[Collection entries]
········

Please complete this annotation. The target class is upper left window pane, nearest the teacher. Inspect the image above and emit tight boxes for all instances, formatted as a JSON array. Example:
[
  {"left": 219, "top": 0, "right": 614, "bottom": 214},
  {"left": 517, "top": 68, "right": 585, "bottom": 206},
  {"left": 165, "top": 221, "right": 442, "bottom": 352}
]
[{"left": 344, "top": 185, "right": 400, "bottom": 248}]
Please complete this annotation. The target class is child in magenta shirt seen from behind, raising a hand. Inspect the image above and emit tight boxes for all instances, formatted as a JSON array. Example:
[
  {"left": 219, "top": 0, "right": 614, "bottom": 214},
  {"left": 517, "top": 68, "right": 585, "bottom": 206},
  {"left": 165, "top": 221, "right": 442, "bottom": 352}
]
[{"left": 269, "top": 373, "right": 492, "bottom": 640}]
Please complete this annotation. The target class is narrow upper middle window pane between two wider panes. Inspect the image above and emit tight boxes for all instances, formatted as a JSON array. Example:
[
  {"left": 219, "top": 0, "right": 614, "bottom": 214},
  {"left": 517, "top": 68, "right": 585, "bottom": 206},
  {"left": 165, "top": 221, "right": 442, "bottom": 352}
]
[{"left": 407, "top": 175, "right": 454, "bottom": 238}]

········

PROBLEM TO WORK ON:
What lines above mention "tight"? Copy each one.

SOLUTION FOR THIS EXERCISE:
Please complete this annotation. The target class is upper left window pane, nearest the teacher. Inspect the image above and emit tight boxes for all instances, formatted as a JSON array. Example:
Please complete this annotation. The target class is child in magenta shirt seen from behind, raising a hand. Inspect the image above and emit tight boxes for all instances, formatted as a JSON array. Example:
Please complete this annotation. The target class is narrow upper middle window pane between two wider panes. Inspect the image above and emit tight boxes for all instances, formatted as a JSON array. Example:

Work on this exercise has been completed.